Directions:
The lines to copy are those in the listing that hold the word "like".

Dataset:
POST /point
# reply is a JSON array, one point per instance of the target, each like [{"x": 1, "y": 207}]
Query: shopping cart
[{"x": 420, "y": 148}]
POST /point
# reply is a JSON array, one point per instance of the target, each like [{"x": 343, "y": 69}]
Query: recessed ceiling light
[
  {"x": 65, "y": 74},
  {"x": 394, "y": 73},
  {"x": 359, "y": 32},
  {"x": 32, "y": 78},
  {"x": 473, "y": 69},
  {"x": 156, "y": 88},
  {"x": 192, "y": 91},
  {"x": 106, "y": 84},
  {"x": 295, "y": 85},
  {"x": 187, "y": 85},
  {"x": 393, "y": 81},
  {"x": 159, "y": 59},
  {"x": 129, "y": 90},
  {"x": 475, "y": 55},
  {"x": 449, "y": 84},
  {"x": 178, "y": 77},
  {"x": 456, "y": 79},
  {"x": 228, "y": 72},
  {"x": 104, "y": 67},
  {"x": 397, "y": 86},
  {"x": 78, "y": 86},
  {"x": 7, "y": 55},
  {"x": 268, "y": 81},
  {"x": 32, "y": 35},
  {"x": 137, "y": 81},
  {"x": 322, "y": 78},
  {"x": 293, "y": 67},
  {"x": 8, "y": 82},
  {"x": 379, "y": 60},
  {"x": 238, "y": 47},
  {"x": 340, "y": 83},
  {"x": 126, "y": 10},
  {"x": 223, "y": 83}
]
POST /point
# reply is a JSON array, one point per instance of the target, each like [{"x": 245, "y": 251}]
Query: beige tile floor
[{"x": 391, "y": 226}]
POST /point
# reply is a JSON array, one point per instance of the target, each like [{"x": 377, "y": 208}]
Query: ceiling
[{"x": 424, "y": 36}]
==
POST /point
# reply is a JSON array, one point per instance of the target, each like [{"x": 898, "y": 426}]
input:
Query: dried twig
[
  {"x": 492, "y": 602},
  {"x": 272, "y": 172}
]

Response to the exercise:
# reply is a JSON array, one point per instance of the target, each like [{"x": 1, "y": 207}]
# reply is a JSON array, one point per instance of the target, each like [{"x": 343, "y": 69}]
# reply is a JSON array, one point per instance of the target, each like [{"x": 245, "y": 251}]
# reply is a JSON array, one point per instance of the target, each like [{"x": 377, "y": 208}]
# reply is a JSON array, one point per instance of the target, each like [{"x": 898, "y": 426}]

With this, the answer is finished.